### ACTIVITY
Give the records back exactly as written, but without the images.
§ §
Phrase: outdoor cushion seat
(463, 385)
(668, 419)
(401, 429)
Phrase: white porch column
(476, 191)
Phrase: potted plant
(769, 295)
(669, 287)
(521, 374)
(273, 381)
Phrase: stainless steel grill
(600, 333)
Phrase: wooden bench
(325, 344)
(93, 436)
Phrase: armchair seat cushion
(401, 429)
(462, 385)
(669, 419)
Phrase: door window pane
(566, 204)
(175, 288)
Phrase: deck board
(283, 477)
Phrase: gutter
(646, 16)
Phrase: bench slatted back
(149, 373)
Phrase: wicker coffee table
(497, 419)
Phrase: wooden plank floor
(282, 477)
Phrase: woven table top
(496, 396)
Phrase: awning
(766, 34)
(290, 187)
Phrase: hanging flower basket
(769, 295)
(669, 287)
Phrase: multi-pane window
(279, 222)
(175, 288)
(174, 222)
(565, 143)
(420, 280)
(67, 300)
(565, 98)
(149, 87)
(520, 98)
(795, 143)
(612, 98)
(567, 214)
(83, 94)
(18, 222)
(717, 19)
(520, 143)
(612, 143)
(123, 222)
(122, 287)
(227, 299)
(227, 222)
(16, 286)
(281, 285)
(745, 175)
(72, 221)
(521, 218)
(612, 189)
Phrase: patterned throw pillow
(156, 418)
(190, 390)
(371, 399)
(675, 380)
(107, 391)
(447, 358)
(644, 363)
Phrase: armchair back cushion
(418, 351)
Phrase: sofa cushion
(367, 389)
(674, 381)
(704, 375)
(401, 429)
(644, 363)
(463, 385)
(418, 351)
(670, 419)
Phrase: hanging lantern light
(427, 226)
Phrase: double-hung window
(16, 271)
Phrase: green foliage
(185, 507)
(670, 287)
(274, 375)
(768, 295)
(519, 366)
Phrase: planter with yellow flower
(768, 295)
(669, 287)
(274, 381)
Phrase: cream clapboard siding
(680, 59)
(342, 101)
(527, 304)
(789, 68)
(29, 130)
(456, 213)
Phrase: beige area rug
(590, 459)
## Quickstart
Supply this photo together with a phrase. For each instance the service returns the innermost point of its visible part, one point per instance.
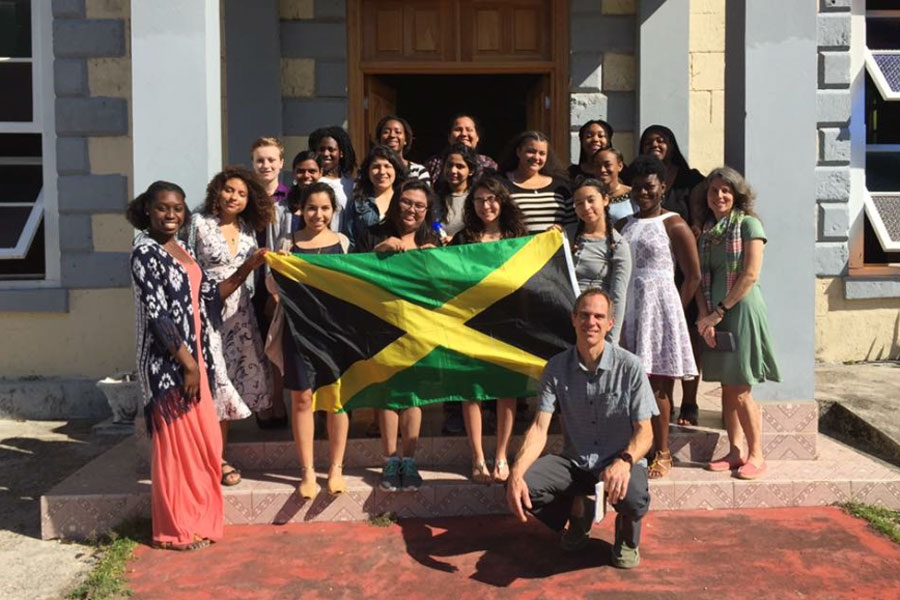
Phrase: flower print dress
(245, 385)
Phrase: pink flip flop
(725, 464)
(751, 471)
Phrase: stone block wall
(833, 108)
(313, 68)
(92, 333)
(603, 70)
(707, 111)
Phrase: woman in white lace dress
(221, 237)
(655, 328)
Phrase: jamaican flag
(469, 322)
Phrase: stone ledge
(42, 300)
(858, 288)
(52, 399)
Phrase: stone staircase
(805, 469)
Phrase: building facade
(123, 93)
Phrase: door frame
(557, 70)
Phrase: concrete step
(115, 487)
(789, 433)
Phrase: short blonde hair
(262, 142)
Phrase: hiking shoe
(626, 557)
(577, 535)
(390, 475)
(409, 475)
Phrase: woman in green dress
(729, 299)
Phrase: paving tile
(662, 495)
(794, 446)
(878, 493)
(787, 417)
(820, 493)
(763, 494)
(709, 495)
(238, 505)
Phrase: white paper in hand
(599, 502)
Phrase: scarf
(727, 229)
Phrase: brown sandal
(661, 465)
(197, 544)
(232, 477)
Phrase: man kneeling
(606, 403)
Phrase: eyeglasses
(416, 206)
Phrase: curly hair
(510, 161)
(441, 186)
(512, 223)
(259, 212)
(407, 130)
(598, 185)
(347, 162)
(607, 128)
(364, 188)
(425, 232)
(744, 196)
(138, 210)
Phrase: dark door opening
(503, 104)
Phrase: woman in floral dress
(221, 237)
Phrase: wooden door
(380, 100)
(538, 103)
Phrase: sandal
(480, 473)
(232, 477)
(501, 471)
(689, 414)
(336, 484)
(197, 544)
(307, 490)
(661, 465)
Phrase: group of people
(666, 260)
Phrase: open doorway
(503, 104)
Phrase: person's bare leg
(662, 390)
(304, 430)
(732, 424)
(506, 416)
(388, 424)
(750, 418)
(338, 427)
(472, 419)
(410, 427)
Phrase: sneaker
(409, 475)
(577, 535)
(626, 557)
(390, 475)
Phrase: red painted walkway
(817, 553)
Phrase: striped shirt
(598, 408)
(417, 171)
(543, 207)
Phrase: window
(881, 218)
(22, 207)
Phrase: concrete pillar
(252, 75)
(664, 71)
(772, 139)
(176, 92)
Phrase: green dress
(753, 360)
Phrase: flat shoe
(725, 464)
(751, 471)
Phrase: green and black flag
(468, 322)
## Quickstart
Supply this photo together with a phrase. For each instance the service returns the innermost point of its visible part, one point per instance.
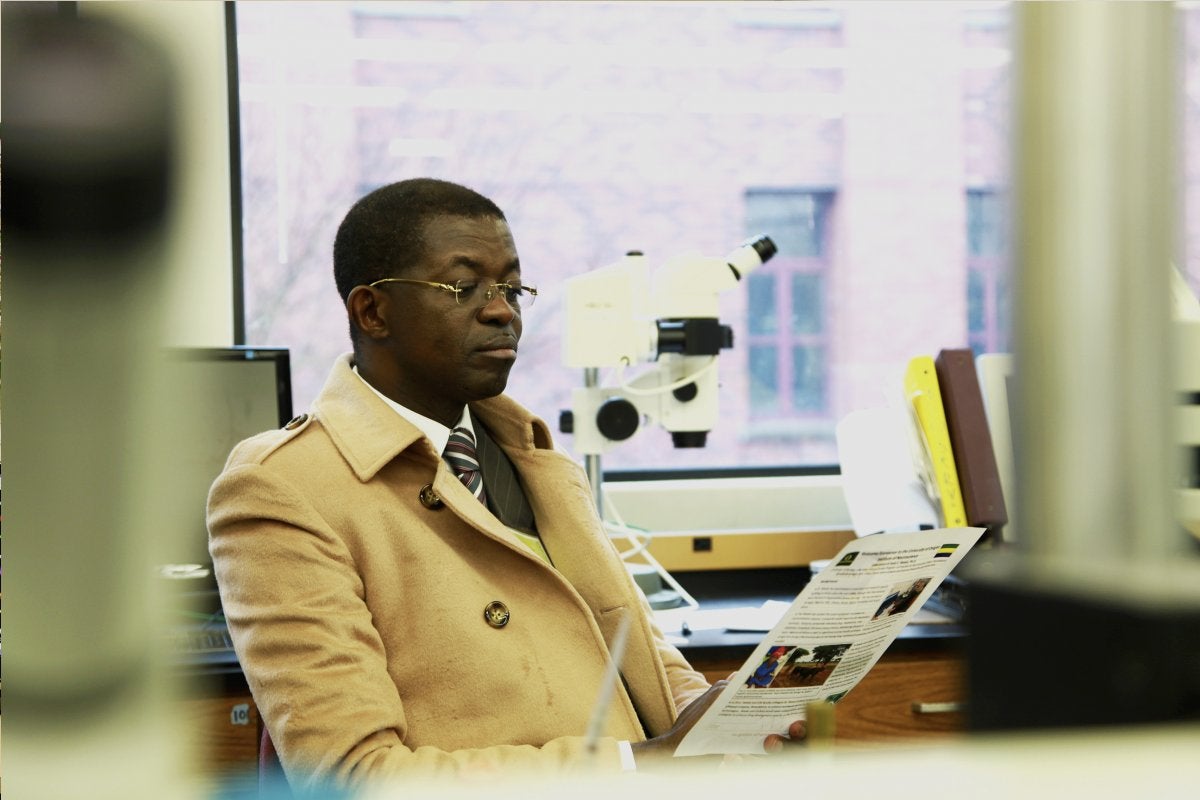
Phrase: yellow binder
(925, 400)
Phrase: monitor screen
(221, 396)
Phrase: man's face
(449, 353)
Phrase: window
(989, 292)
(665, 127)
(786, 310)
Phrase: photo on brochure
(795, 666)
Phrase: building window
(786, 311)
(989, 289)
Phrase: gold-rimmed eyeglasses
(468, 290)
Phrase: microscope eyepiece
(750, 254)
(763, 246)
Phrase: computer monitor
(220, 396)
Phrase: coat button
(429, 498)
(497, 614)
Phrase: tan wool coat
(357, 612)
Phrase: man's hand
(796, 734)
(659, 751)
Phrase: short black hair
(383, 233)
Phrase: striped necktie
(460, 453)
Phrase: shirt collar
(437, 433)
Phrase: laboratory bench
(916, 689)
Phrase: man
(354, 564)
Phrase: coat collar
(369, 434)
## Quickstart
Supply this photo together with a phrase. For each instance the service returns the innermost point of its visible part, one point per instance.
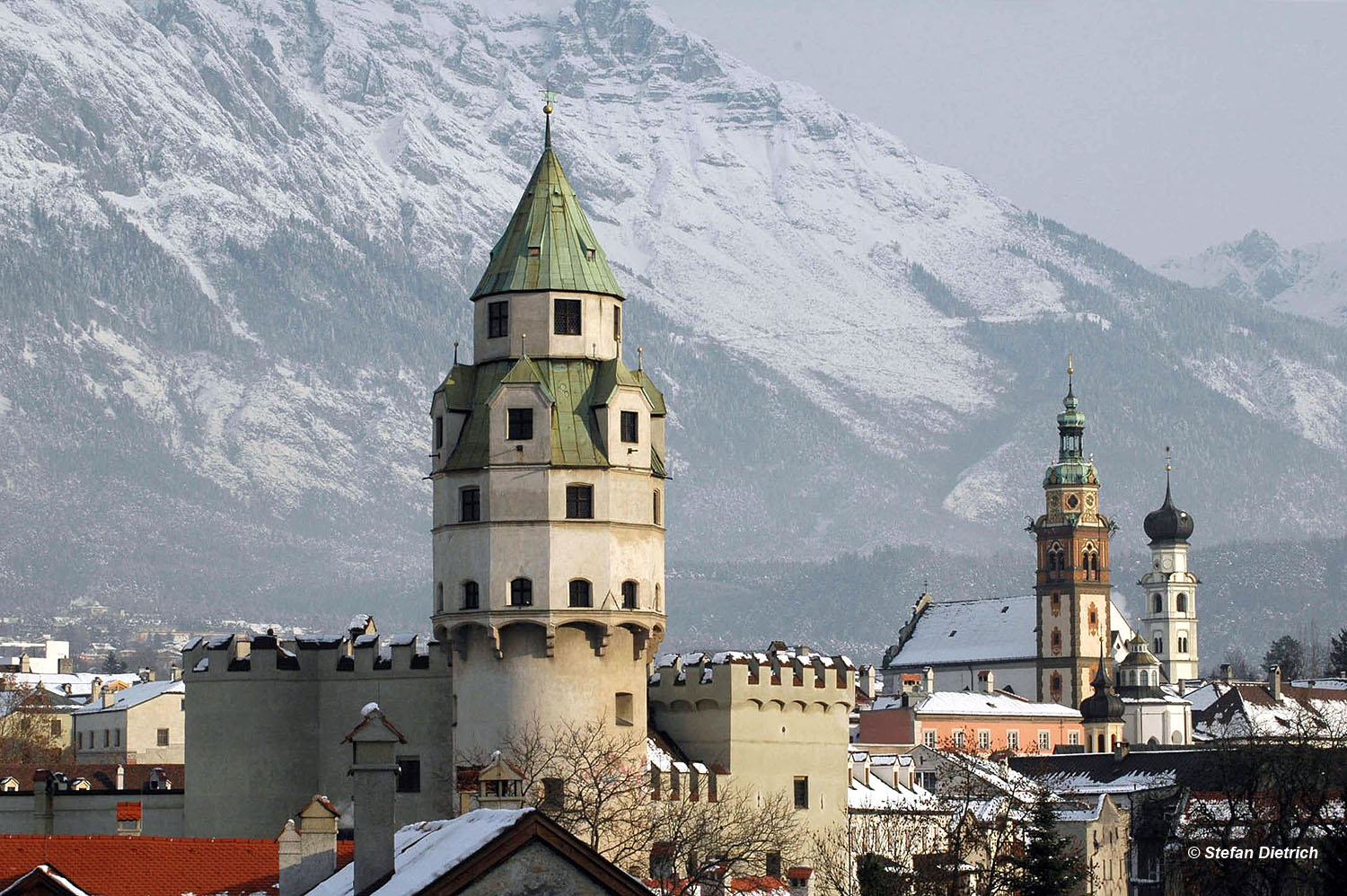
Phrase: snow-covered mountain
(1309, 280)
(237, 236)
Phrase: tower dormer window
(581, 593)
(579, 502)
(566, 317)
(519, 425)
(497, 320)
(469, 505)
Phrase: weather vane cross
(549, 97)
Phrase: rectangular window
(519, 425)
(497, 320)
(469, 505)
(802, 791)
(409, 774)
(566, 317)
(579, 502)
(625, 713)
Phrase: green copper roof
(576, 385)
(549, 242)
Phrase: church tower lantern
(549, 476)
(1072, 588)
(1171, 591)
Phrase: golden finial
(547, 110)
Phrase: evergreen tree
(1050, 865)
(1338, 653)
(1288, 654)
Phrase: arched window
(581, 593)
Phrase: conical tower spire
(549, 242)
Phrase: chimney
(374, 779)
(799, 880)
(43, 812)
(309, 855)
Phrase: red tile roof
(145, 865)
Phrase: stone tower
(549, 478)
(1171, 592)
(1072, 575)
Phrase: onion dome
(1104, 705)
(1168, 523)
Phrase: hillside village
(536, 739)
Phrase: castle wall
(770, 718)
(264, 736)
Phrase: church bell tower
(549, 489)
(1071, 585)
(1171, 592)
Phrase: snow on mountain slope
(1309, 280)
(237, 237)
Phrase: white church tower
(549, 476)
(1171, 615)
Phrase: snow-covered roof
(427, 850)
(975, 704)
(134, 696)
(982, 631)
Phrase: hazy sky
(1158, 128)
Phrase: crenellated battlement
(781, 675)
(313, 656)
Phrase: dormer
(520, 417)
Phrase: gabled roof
§ §
### ANSWER BOX
Phrase: outdoor cushion seat
(463, 385)
(668, 419)
(401, 429)
Phrase: white porch column
(476, 191)
Phrase: potted plant
(769, 295)
(669, 287)
(521, 374)
(273, 381)
Phrase: stainless steel grill
(600, 333)
Phrase: wooden bench
(325, 344)
(93, 436)
Phrase: armchair seat cushion
(401, 429)
(462, 385)
(669, 419)
Phrase: door window pane
(566, 204)
(175, 288)
Phrase: deck board
(283, 477)
Phrase: gutter
(646, 16)
Phrase: bench slatted back
(149, 373)
Phrase: wicker coffee table
(497, 419)
Phrase: wooden plank floor
(282, 477)
Phrase: woven table top
(496, 396)
Phrase: awning
(766, 34)
(290, 187)
Phrase: hanging flower basket
(769, 295)
(669, 287)
Phrase: multi-pane window
(279, 222)
(175, 288)
(174, 222)
(565, 143)
(420, 280)
(67, 300)
(565, 98)
(149, 87)
(520, 98)
(795, 143)
(612, 98)
(567, 214)
(83, 94)
(18, 222)
(717, 19)
(520, 143)
(612, 143)
(123, 222)
(122, 287)
(227, 299)
(227, 222)
(16, 286)
(281, 285)
(745, 175)
(72, 221)
(521, 218)
(612, 189)
Phrase: patterned throw pillow
(156, 418)
(190, 390)
(371, 399)
(675, 380)
(107, 391)
(447, 358)
(644, 363)
Phrase: armchair back cushion
(418, 351)
Phrase: sofa cushion
(367, 389)
(674, 381)
(704, 375)
(401, 429)
(644, 363)
(463, 385)
(418, 351)
(670, 419)
Phrase: hanging lantern light
(427, 226)
Phrase: double-hung window
(16, 271)
Phrase: green foliage
(185, 507)
(670, 287)
(274, 375)
(768, 295)
(519, 366)
Phrase: planter with yellow flower
(768, 295)
(669, 287)
(274, 381)
Phrase: cream clapboard siding
(680, 59)
(342, 101)
(527, 304)
(789, 68)
(29, 130)
(456, 213)
Phrase: beige area rug
(590, 459)
## Quickstart
Supply this photo together with a phrase. For each instance the service returns the innermost point of its visible part, one point per instance.
Phrase: flower print dress
(245, 385)
Phrase: pink flip flop
(725, 464)
(751, 471)
Phrase: stone block wall
(833, 108)
(313, 68)
(92, 333)
(603, 70)
(707, 111)
Phrase: woman in white lace dress
(221, 237)
(655, 328)
Phrase: jamaican flag
(469, 322)
Phrase: stone ledge
(42, 300)
(858, 288)
(52, 399)
Phrase: stone staircase
(805, 469)
Phrase: building facade
(123, 93)
Phrase: door frame
(557, 70)
Phrase: concrete step
(115, 487)
(789, 433)
Phrase: short blonde hair
(262, 142)
Phrase: hiking shoe
(626, 557)
(577, 535)
(390, 475)
(409, 475)
Phrase: woman in green dress
(729, 299)
Phrase: paving tile
(662, 495)
(794, 446)
(878, 493)
(787, 417)
(820, 493)
(763, 494)
(709, 495)
(238, 505)
Phrase: white paper in hand
(599, 502)
Phrase: scarf
(727, 229)
Phrase: brown sandal
(661, 465)
(197, 544)
(232, 477)
Phrase: man kneeling
(606, 403)
Phrase: eyeglasses
(416, 206)
Phrase: curly hair
(510, 161)
(441, 186)
(512, 223)
(259, 212)
(407, 130)
(598, 185)
(347, 162)
(607, 128)
(364, 188)
(425, 232)
(744, 196)
(138, 210)
Phrase: dark door opening
(503, 104)
Phrase: woman in floral dress
(221, 237)
Phrase: wooden door
(380, 100)
(538, 103)
Phrase: sandal
(480, 473)
(232, 477)
(501, 471)
(689, 414)
(336, 484)
(197, 544)
(307, 490)
(661, 465)
Phrase: group of people
(666, 260)
Phrase: open doorway
(503, 104)
Phrase: person's bare leg
(662, 390)
(304, 430)
(732, 424)
(506, 416)
(388, 424)
(750, 418)
(338, 427)
(472, 419)
(410, 427)
Phrase: sneaker
(409, 475)
(577, 535)
(626, 557)
(390, 475)
Phrase: red painted walkway
(817, 553)
Phrase: striped shirt
(598, 408)
(417, 171)
(543, 207)
Phrase: window
(881, 218)
(22, 207)
Phrase: concrete pillar
(252, 75)
(664, 71)
(772, 139)
(176, 92)
Phrase: green dress
(753, 360)
Phrase: flat shoe
(725, 464)
(751, 471)
Phrase: green and black flag
(468, 322)
## Quickstart
Supply this photo together with a phrase. For each instance the service returns the innermost point of its visible part, one point per instance.
Phrase: yellow binder
(925, 400)
Phrase: monitor screen
(221, 396)
Phrase: man's face
(449, 353)
Phrase: window
(989, 292)
(665, 127)
(786, 310)
Phrase: photo on brochure
(795, 666)
Phrase: building window
(786, 311)
(989, 289)
Phrase: gold-rimmed eyeglasses
(468, 290)
Phrase: microscope eyepiece
(750, 254)
(763, 246)
Phrase: computer monitor
(220, 396)
Phrase: coat button
(429, 498)
(497, 614)
Phrase: tan wool coat
(357, 612)
Phrase: man's hand
(796, 734)
(659, 751)
Phrase: short black hair
(383, 233)
Phrase: striped necktie
(460, 453)
Phrase: shirt collar
(437, 433)
Phrase: laboratory bench
(916, 689)
Phrase: man
(354, 564)
Phrase: coat collar
(369, 434)
## Quickstart
Supply this photo together with a phrase. For each instance the service returns the innermost point of its visible part, one point per instance.
Phrase: snow-covered mountain
(1309, 280)
(237, 236)
Phrase: tower dormer window
(581, 593)
(579, 502)
(566, 317)
(519, 425)
(497, 320)
(469, 505)
Phrase: weather vane cross
(549, 97)
Phrase: rectangular window
(519, 425)
(497, 320)
(469, 505)
(802, 791)
(409, 774)
(566, 317)
(579, 502)
(625, 713)
Phrase: green copper roof
(576, 385)
(549, 242)
Phrase: church tower lantern
(549, 476)
(1072, 588)
(1171, 591)
Phrase: golden finial
(547, 110)
Phrase: evergreen tree
(1050, 865)
(1338, 653)
(1288, 654)
Phrase: arched window
(581, 593)
Phrase: conical tower spire
(549, 242)
Phrase: chimney
(374, 779)
(799, 880)
(43, 812)
(309, 855)
Phrase: red tile roof
(145, 865)
Phrase: stone tower
(549, 478)
(1171, 592)
(1072, 575)
Phrase: onion dome
(1104, 705)
(1168, 523)
Phrase: hillside village
(536, 739)
Phrase: castle wall
(770, 718)
(264, 736)
Phrase: church bell tower
(549, 489)
(1071, 585)
(1171, 592)
Phrase: snow on mountain slope
(1309, 280)
(237, 237)
Phrase: white church tower
(549, 476)
(1171, 615)
Phrase: snow-covered roof
(427, 850)
(975, 704)
(134, 696)
(982, 631)
Phrase: hazy sky
(1158, 128)
Phrase: crenellated battlement
(781, 675)
(313, 656)
Phrase: dormer
(520, 417)
Phrase: gabled roof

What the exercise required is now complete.